- What you need to do
Make an exact copy of all the data.

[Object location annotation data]

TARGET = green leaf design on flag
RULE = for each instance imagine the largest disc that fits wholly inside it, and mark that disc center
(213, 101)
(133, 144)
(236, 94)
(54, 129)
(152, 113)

- Response for this exercise
TARGET = green leaf design on flag
RULE = for each instance imagine the largest disc that fits wholly inside it, and mark that disc center
(213, 101)
(133, 144)
(236, 94)
(54, 129)
(152, 113)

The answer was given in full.